** start of Data rows **

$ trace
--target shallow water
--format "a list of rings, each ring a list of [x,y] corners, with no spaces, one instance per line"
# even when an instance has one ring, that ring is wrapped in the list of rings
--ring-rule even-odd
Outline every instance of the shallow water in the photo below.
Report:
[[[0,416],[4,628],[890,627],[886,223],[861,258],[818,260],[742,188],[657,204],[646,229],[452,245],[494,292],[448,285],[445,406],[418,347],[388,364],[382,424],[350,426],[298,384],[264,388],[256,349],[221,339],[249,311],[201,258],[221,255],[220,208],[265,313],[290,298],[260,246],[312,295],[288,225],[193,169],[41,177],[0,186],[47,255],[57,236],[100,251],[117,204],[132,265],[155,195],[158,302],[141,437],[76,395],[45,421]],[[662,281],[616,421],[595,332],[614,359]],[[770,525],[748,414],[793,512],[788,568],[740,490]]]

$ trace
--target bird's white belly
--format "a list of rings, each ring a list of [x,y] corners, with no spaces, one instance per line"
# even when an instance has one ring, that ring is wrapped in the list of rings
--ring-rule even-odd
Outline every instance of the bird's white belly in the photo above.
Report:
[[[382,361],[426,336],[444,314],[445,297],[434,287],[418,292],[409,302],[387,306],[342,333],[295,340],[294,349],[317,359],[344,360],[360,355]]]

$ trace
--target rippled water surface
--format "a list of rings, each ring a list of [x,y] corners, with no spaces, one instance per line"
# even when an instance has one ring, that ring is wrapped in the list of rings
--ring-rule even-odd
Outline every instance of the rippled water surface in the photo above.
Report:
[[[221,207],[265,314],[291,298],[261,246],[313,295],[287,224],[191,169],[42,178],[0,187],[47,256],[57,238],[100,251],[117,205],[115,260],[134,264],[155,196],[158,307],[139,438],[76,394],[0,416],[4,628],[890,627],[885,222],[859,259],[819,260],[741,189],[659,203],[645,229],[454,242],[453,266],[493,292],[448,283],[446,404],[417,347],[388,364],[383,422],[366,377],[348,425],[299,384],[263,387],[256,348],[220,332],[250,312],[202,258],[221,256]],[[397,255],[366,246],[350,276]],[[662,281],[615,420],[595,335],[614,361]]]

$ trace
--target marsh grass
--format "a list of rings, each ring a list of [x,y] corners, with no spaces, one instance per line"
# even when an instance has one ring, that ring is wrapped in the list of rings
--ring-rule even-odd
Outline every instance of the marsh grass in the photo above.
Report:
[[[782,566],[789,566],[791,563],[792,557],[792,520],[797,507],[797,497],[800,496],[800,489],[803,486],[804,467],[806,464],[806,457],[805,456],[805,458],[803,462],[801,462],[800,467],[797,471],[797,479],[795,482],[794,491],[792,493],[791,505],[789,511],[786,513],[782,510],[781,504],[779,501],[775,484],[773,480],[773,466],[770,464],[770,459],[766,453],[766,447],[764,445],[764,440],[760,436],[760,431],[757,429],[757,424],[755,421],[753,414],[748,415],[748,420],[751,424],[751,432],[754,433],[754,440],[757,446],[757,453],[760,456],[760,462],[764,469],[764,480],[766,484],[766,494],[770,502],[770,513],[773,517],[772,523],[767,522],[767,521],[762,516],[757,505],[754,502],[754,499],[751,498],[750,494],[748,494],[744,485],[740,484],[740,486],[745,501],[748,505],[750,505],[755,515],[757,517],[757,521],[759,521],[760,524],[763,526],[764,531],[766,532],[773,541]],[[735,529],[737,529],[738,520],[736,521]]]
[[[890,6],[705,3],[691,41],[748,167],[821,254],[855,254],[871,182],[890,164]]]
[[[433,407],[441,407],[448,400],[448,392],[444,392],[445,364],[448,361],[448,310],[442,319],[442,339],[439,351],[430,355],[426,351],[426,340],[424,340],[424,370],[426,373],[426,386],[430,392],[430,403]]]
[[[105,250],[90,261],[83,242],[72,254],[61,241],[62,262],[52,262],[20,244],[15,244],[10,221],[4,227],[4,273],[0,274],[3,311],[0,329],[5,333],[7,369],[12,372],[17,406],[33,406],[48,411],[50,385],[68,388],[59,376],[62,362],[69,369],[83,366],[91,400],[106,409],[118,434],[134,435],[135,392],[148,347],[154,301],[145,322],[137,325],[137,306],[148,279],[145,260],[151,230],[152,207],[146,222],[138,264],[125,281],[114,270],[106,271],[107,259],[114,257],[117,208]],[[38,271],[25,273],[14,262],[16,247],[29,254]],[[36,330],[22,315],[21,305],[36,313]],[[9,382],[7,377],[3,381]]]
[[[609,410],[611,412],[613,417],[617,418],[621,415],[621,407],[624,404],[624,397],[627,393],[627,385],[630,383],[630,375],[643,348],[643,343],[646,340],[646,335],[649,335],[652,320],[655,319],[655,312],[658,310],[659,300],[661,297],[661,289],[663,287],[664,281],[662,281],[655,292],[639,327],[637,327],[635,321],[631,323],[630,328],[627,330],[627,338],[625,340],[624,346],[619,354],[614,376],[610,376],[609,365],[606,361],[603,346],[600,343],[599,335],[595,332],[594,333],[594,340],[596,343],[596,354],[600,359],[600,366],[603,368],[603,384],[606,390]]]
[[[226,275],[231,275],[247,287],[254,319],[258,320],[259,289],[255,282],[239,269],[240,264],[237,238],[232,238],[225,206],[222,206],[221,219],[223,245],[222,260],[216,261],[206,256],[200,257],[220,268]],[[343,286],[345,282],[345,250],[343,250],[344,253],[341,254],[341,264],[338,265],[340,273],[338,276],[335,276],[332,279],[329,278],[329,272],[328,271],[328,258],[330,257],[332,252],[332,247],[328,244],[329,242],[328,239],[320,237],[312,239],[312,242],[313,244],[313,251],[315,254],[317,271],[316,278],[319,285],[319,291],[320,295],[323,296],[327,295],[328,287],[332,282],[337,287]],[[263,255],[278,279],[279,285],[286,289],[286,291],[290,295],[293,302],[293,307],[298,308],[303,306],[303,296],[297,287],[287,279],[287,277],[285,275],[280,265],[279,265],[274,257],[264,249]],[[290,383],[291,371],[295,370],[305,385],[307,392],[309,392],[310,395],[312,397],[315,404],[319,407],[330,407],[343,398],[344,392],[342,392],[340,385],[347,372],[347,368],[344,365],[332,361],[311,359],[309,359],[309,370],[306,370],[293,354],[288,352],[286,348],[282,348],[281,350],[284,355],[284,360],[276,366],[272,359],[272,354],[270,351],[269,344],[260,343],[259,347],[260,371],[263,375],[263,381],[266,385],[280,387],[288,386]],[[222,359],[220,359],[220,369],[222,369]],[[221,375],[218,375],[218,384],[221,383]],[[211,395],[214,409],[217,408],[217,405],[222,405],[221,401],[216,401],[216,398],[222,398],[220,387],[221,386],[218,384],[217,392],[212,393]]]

** end of Data rows **

→ **What you have to do**
Output all of the data again, exactly.

→ **Worked solution**
$ trace
--target shallow water
--format "a list of rings, each ring a list of [x,y] corners, with no spaces, one instance per line"
# even when an instance has one ring, that ring is wrapped in the list of rings
--ring-rule even-odd
Outline every instance of the shallow water in the photo below.
Report:
[[[0,416],[4,628],[890,627],[886,223],[861,258],[818,260],[742,188],[657,204],[646,229],[452,245],[494,292],[448,285],[445,406],[418,347],[388,364],[382,424],[350,426],[298,384],[264,388],[256,349],[221,339],[249,311],[201,258],[221,255],[220,208],[265,313],[290,298],[260,246],[312,295],[288,225],[193,169],[41,177],[0,186],[47,255],[57,236],[100,251],[117,204],[132,265],[155,195],[158,302],[141,437],[76,395],[45,421]],[[662,281],[616,421],[595,332],[614,359]],[[770,525],[748,414],[793,512],[788,568],[740,490]]]

$ trace
--target bird's white belly
--format "a list of rings, each ring a list of [x,y] corners, with no spaces, one instance per line"
# even when an instance has one ring, that ring is wrapped in the list of rings
--ring-rule even-odd
Outline every instance of the bird's white belly in the photo above.
Report:
[[[382,361],[426,336],[444,314],[445,297],[434,287],[418,292],[409,302],[387,306],[342,333],[295,340],[294,349],[317,359],[344,360],[360,355]]]

$ trace
--target rippled water surface
--format "a list of rings, each ring a list of [x,y] corners, with no spaces, one instance per line"
# even when an instance has one ring, that ring is wrapped in the list of rings
--ring-rule even-odd
Outline every instance of the rippled water surface in the photo above.
Report:
[[[221,207],[265,314],[291,298],[261,246],[313,295],[287,224],[191,169],[42,178],[0,187],[47,256],[57,238],[100,251],[117,205],[115,260],[134,264],[155,196],[158,307],[139,438],[76,394],[0,416],[4,628],[890,627],[885,222],[859,259],[819,260],[741,189],[659,203],[645,229],[454,242],[453,266],[493,292],[448,283],[446,404],[417,347],[388,364],[383,422],[366,377],[348,425],[299,384],[263,387],[256,348],[220,332],[250,312],[202,258],[221,256]],[[397,255],[366,246],[350,276]],[[662,281],[615,420],[595,335],[614,361]]]

$ trace
--target marsh grass
--format "a list of rings, each ring a list of [x,y] corners, with no spaces, one instance per line"
# even when an instance has one ring, that ring is wrapped in the list of rings
--ring-rule even-odd
Outline every instance of the marsh grass in the photo above.
Report:
[[[782,566],[789,566],[791,563],[792,557],[792,520],[797,507],[797,497],[800,496],[800,489],[803,486],[804,467],[806,464],[806,457],[805,456],[805,458],[803,462],[801,462],[800,467],[797,471],[797,479],[795,482],[794,491],[792,493],[791,505],[789,511],[786,513],[782,510],[781,504],[779,501],[775,484],[773,480],[773,466],[770,464],[770,459],[766,453],[766,447],[764,445],[764,440],[760,436],[760,431],[757,429],[757,424],[755,421],[753,414],[748,415],[748,420],[751,424],[751,432],[754,433],[754,440],[757,446],[757,453],[760,456],[760,462],[764,469],[764,480],[766,484],[766,494],[770,502],[770,513],[773,517],[772,523],[767,522],[767,521],[762,516],[757,505],[754,502],[754,499],[751,498],[750,494],[748,494],[744,485],[740,484],[740,486],[745,501],[748,505],[750,505],[755,515],[757,517],[757,521],[759,521],[760,524],[763,526],[764,531],[766,532],[773,541]],[[735,529],[737,529],[738,520],[736,521]]]
[[[890,6],[705,3],[691,41],[748,167],[821,254],[855,254],[871,182],[890,164]]]
[[[433,407],[441,407],[448,400],[448,392],[444,392],[445,364],[448,361],[448,310],[442,319],[442,339],[439,351],[430,355],[426,351],[426,340],[424,340],[424,370],[426,373],[426,386],[430,392],[430,403]]]
[[[105,250],[90,261],[83,242],[72,254],[61,241],[62,262],[52,262],[20,244],[15,244],[10,221],[4,227],[4,273],[0,274],[3,311],[0,329],[5,333],[7,369],[12,372],[17,406],[33,406],[48,411],[50,385],[68,388],[59,376],[62,362],[69,369],[83,366],[91,400],[106,409],[118,434],[134,435],[135,392],[148,347],[154,301],[145,322],[137,325],[137,306],[148,279],[145,260],[151,230],[152,207],[146,222],[138,264],[125,281],[114,270],[106,271],[107,259],[114,257],[117,208]],[[38,271],[25,273],[14,262],[16,247],[29,254]],[[36,330],[22,315],[21,305],[36,313]],[[9,382],[7,377],[3,381]]]
[[[609,410],[611,412],[613,417],[617,418],[621,415],[621,407],[624,404],[624,397],[627,393],[627,385],[630,383],[630,375],[643,348],[643,343],[646,340],[646,335],[649,335],[652,320],[655,319],[655,312],[658,310],[659,300],[661,297],[661,289],[663,287],[664,281],[662,281],[655,292],[639,327],[637,327],[635,321],[631,323],[630,328],[627,330],[627,338],[625,340],[624,346],[619,354],[614,376],[610,376],[609,365],[606,361],[603,346],[600,343],[599,335],[595,332],[594,333],[594,340],[596,343],[596,354],[600,359],[600,366],[603,368],[603,384],[606,390]]]
[[[226,275],[231,275],[247,287],[254,319],[258,320],[259,289],[255,282],[239,269],[240,264],[237,238],[232,238],[225,206],[222,206],[221,219],[223,245],[222,260],[216,261],[206,256],[200,257],[220,268]],[[343,286],[345,282],[345,250],[343,250],[344,253],[341,254],[341,264],[338,265],[340,273],[338,276],[335,276],[332,279],[329,278],[329,272],[328,271],[328,258],[330,257],[332,252],[332,247],[328,244],[329,242],[328,239],[320,237],[312,239],[312,242],[313,244],[313,251],[315,254],[317,271],[316,278],[319,285],[319,291],[320,295],[323,296],[327,295],[328,287],[332,282],[337,287]],[[263,255],[278,279],[279,285],[286,289],[286,291],[290,295],[293,302],[293,307],[298,308],[303,306],[303,296],[297,287],[287,279],[287,277],[285,275],[280,265],[279,265],[274,257],[264,249]],[[290,383],[291,371],[295,370],[305,385],[307,392],[309,392],[310,395],[312,397],[315,404],[319,407],[330,407],[343,398],[344,392],[342,392],[340,385],[347,372],[347,368],[344,365],[332,361],[311,359],[309,359],[309,370],[306,370],[293,354],[288,352],[286,348],[282,348],[281,350],[284,355],[284,360],[276,366],[272,359],[272,354],[270,351],[269,344],[260,343],[259,347],[260,371],[263,375],[263,381],[266,385],[280,387],[288,386]],[[222,359],[220,359],[220,369],[222,369]],[[221,375],[218,375],[218,384],[221,383]],[[211,395],[214,409],[217,408],[217,405],[222,405],[221,401],[216,401],[216,398],[222,398],[220,387],[221,386],[218,384],[217,392],[212,393]]]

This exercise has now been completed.